■ **Quoted passage**
▽

RBS posts £44m loss for Q1
Royal Bank of Scotland (RBS) has today reported a pre-tax loss of £44 million for the first quarter of 2009, against a profit of £479 million for the same three month period in 2008.
Meanwhile, the bank wrote off £4.9 billion during the period while post-tax losses totalled £857 million.
At the end of February the bank, which is now majority-owned by the taxpayer, reported a full 2008 year loss of £24.1 billion – the largest annual loss in UK corporate history.
However, the bad news does not stop there after the bank reported last month it was to axe 9,000 jobs, with 4,500 positions to go in the UK.
RBS said the job losses are part of a £2.5 billion cost-cutting programme, scheduled to take place over the next two years.
Returning to today’s announcement, RBS’ chief executive, Stephen Hester, said the bank “remains cautious and will continue to plan and manage our businesses in the full expectation that both 2009 and 2010 will be very tough years for RBS.”
However, the bank did highlight that it had made “good progress” on its strategic plan to get back to “stand-alone strength”.
Furthermore, RBS said an improvement had been noted in some of its divisions, with an increase in retail banking customers.

△

■ **Work instructions**
A – In the RBS article, rewrite the part starting at "However, the bad" and ending at "retail banking customers.", swapping "two years" for "three years".
B – According to the RBS article, who is the bank's chief executive?
C – Extend the RBS article from the point where it stops.

■ **Dataset**

▽

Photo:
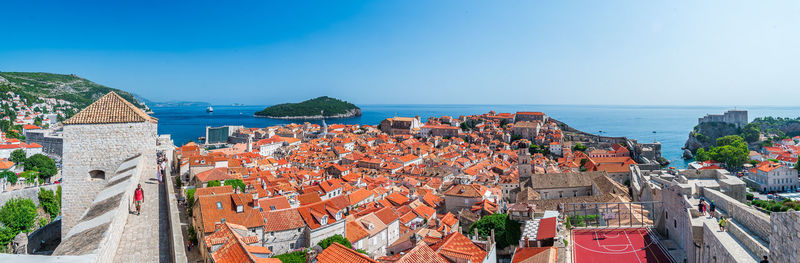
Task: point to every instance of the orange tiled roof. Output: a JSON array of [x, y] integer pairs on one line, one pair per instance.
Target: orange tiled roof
[[110, 108], [458, 247], [355, 231], [422, 253], [337, 253], [281, 220]]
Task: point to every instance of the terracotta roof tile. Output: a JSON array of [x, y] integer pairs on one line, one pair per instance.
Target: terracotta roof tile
[[281, 220], [110, 108], [422, 253], [337, 253]]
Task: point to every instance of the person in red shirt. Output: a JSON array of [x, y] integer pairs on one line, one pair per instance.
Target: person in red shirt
[[138, 197]]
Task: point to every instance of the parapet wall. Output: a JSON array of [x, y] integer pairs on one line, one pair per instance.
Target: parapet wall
[[748, 217]]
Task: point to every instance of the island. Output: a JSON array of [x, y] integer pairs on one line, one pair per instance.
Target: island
[[318, 108]]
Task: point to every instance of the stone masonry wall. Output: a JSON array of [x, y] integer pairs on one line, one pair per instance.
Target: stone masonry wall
[[102, 147], [745, 216], [27, 193], [279, 242], [785, 238], [713, 250]]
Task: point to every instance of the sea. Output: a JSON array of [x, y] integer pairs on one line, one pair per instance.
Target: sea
[[669, 125]]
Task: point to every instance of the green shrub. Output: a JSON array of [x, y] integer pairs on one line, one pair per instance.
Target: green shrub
[[293, 257], [506, 231], [49, 202], [325, 243]]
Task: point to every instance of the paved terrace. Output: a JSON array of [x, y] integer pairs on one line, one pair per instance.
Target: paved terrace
[[110, 229], [146, 237]]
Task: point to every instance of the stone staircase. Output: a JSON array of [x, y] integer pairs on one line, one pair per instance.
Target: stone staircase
[[146, 236]]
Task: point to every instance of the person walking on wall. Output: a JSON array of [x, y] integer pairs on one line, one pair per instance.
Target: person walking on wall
[[711, 208], [138, 198]]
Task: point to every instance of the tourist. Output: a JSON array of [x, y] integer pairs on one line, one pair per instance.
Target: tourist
[[701, 207], [158, 176], [711, 208], [138, 197], [164, 167]]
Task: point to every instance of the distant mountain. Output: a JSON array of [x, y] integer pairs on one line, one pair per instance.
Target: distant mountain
[[311, 109], [81, 92]]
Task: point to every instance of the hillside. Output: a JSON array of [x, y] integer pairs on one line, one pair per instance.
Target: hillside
[[310, 109], [72, 88], [705, 135]]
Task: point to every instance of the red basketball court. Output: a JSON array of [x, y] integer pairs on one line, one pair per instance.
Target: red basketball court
[[618, 246]]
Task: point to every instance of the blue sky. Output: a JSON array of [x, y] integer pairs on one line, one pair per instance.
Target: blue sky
[[735, 53]]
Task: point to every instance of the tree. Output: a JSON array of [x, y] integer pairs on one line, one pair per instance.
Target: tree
[[236, 183], [18, 214], [42, 164], [4, 125], [10, 176], [797, 166], [12, 134], [335, 239], [293, 257], [701, 155], [17, 156], [506, 231], [48, 201]]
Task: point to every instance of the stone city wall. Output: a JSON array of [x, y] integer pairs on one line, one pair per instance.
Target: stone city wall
[[108, 247], [713, 250], [745, 216], [751, 242], [102, 147], [785, 238]]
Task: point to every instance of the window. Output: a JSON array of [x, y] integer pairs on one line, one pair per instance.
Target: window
[[97, 174]]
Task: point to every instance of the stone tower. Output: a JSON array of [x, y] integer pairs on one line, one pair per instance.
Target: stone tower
[[96, 141]]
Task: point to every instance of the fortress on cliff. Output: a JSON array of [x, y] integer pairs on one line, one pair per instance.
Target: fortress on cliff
[[735, 117]]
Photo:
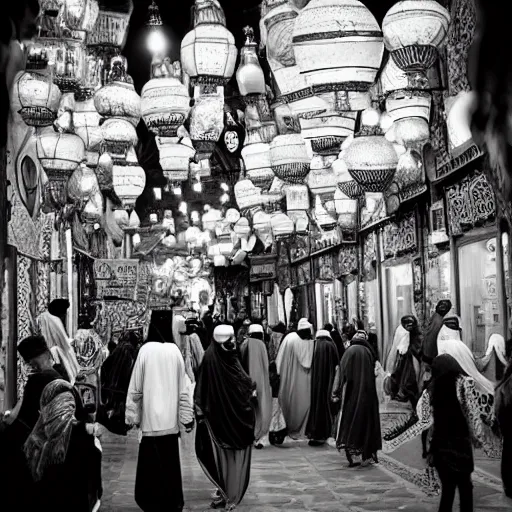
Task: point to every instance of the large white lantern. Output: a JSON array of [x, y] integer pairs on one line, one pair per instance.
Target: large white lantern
[[208, 51], [338, 45], [413, 31], [165, 102]]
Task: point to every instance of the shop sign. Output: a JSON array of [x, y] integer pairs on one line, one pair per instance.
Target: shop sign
[[116, 278]]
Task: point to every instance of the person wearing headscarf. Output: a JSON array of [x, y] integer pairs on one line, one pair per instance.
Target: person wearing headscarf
[[51, 326], [63, 457], [254, 360], [89, 350], [358, 430], [336, 338], [404, 360], [449, 341], [116, 373], [461, 416], [503, 409], [189, 344], [429, 348], [159, 401], [277, 433], [294, 367], [224, 402], [322, 412]]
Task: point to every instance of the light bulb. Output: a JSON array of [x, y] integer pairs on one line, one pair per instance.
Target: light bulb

△

■ **Answers in order**
A –
However, the bad news does not stop there after the bank reported last month it was to axe 9,000 jobs, with 4,500 positions to go in the UK.
RBS said the job losses are part of a £2.5 billion cost-cutting programme, scheduled to take place over the next three years.
Returning to today’s announcement, RBS’ chief executive, Stephen Hester, said the bank “remains cautious and will continue to plan and manage our businesses in the full expectation that both 2009 and 2010 will be very tough years for RBS.”
However, the bank did highlight that it had made “good progress” on its strategic plan to get back to “stand-alone strength”.
Furthermore, RBS said an improvement had been noted in some of its divisions, with an increase in retail banking customers.

B – Stephen Hester

C –
In the first three months of 2009, an additional 1.6 million current and savings accounts had been opened, while more than half a million new insurance policies were issued.
Meanwhile, RBS, along with Lloyds Banking Group have signed up to the Government’s Asset Protection Scheme, which insures against losses arising from toxic assets. The two banks will insure nearly £600 billion worth of toxic debts as part of the scheme.
Rival Barclays shunned the scheme, citing it would not be in the interest of investors, depositors and clients. Yesterday, Barclays reported a 15% rise in pre-tax profits for the first three months of the year.
The bank posted pre-tax profits £1.37 billion, primarily due to its Barclays Capital investment banking division.